▸ **Exercise details**
Write out every record in full, exactly as written, please.

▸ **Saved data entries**
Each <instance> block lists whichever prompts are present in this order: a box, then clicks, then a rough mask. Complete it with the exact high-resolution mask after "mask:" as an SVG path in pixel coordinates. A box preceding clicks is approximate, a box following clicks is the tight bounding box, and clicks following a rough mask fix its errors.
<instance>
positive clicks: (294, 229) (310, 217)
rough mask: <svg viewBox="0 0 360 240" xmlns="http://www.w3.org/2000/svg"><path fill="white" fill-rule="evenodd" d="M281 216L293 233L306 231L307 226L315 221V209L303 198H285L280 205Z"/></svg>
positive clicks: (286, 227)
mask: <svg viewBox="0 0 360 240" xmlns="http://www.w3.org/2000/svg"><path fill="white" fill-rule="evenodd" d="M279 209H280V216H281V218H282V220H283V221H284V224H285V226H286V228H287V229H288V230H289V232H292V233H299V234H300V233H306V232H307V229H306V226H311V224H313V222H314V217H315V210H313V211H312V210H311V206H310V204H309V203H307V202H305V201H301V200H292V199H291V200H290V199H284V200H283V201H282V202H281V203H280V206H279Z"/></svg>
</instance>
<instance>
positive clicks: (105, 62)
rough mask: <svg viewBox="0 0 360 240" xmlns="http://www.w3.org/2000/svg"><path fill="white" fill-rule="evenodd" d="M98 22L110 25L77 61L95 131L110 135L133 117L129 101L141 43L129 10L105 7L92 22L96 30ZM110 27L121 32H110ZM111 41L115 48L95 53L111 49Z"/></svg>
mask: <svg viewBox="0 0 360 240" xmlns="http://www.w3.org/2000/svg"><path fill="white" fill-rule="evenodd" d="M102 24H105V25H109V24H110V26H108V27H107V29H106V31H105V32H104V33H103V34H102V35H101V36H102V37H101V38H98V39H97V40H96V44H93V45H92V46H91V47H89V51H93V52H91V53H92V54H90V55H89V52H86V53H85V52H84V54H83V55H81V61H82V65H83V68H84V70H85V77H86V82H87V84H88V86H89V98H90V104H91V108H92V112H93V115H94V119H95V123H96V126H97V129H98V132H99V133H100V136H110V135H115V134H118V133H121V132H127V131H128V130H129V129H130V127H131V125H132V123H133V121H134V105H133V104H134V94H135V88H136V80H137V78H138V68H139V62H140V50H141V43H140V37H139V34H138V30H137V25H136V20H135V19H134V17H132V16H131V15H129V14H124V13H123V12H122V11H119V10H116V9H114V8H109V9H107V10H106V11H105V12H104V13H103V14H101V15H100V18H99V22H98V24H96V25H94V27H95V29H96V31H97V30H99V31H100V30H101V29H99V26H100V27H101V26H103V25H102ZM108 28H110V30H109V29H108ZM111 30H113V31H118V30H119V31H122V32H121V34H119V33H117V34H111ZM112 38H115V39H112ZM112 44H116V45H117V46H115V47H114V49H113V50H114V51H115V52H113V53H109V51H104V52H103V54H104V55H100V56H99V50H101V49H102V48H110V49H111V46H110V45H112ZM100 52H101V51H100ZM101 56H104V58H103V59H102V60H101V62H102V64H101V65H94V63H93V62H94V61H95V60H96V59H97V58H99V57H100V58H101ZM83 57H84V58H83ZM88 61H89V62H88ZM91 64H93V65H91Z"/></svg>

▸ **Output**
Each <instance> block lists whichever prompts are present in this order: a box, then clicks, then a rough mask. Complete it with the exact high-resolution mask after "mask:" as an SVG path in pixel coordinates. A box preceding clicks is approximate, a box following clicks is the tight bounding box, and clicks following a rough mask fix its errors.
<instance>
positive clicks: (294, 229) (310, 217)
rough mask: <svg viewBox="0 0 360 240" xmlns="http://www.w3.org/2000/svg"><path fill="white" fill-rule="evenodd" d="M281 216L293 233L306 231L307 226L315 221V209L303 198H285L280 205Z"/></svg>
positive clicks: (286, 227)
mask: <svg viewBox="0 0 360 240" xmlns="http://www.w3.org/2000/svg"><path fill="white" fill-rule="evenodd" d="M279 209H280V216H281V218H282V220H283V221H284V224H285V226H286V228H287V229H288V230H289V232H292V233H299V234H300V233H306V232H307V229H306V226H311V224H313V222H314V217H315V210H313V211H312V210H311V206H310V204H309V203H307V202H305V201H301V200H292V199H291V200H290V199H284V200H283V201H282V202H281V203H280V206H279Z"/></svg>
</instance>
<instance>
positive clicks: (105, 62)
rough mask: <svg viewBox="0 0 360 240" xmlns="http://www.w3.org/2000/svg"><path fill="white" fill-rule="evenodd" d="M98 22L110 25L77 61L95 131L110 135L133 117L129 101L141 43L129 10L105 7L92 22L96 30ZM110 27L121 32H110ZM111 41L115 48L95 53L111 49Z"/></svg>
mask: <svg viewBox="0 0 360 240" xmlns="http://www.w3.org/2000/svg"><path fill="white" fill-rule="evenodd" d="M102 24H105V25H109V24H110V26H108V27H107V29H106V31H105V32H104V33H103V34H102V35H101V36H102V37H101V38H98V39H97V40H96V44H93V45H92V46H91V47H89V51H93V52H91V53H92V54H90V55H89V52H86V53H85V52H84V54H83V55H81V61H82V65H83V68H84V70H85V77H86V82H87V84H88V86H89V98H90V104H91V108H92V112H93V115H94V119H95V123H96V126H97V129H98V132H99V133H100V136H110V135H115V134H118V133H121V132H127V131H128V130H129V129H130V127H131V125H132V123H133V121H134V105H133V104H134V94H135V88H136V80H137V78H138V68H139V62H140V50H141V43H140V37H139V34H138V30H137V25H136V20H135V19H134V17H132V16H131V15H129V14H124V13H123V12H122V11H119V10H116V9H114V8H109V9H107V10H106V11H105V12H104V13H103V14H101V15H100V18H99V22H98V24H96V25H94V27H95V29H96V31H97V30H99V31H100V30H101V29H99V26H100V27H101V26H103V25H102ZM108 28H110V30H109V29H108ZM111 30H113V31H118V30H119V31H122V32H121V34H119V33H117V34H111ZM112 38H115V39H112ZM112 44H116V45H117V46H115V47H114V49H113V50H114V51H115V52H113V53H109V51H104V52H103V54H104V55H100V56H99V50H101V49H102V48H110V49H111V46H110V45H112ZM100 52H101V51H100ZM101 56H104V58H103V59H102V60H101V62H102V64H101V65H94V63H93V62H94V61H95V60H96V59H97V58H99V57H100V58H101ZM83 57H84V58H83ZM88 61H89V62H88ZM91 64H93V65H91Z"/></svg>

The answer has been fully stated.